- _Task item_:
Scan the entries below and report only how many lines contain "metal".

[Opening Data for the task section]

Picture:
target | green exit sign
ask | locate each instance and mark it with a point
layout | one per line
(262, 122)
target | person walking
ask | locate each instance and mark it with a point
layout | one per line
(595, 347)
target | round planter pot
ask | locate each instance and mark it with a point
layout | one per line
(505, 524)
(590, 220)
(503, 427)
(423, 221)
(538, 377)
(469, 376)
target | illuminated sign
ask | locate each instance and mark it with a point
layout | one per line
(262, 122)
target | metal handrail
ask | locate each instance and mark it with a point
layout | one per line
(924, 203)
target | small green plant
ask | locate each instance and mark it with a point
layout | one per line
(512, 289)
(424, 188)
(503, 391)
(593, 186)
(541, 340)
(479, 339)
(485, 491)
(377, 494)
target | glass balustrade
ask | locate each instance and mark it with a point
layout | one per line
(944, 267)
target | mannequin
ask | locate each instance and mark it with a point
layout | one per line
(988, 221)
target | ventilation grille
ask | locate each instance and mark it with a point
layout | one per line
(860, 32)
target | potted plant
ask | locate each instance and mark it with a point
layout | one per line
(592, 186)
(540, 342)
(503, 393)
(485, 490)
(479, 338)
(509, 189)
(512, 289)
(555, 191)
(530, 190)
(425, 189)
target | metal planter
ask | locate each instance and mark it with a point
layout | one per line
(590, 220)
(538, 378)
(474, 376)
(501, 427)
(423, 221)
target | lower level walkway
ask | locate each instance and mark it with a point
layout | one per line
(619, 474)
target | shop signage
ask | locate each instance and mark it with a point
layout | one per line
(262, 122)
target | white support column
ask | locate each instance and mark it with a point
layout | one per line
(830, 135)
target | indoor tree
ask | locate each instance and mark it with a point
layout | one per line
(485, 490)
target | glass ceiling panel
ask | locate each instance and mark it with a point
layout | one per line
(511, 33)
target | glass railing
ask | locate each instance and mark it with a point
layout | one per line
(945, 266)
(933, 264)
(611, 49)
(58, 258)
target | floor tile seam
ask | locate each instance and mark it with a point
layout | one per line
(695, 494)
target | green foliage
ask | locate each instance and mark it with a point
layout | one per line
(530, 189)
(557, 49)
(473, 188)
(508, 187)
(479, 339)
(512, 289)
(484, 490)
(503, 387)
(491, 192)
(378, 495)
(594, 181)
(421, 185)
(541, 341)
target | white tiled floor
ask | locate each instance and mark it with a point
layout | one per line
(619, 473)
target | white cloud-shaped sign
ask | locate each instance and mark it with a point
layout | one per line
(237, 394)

[Closing Data for the task section]

- _Written answer_:
2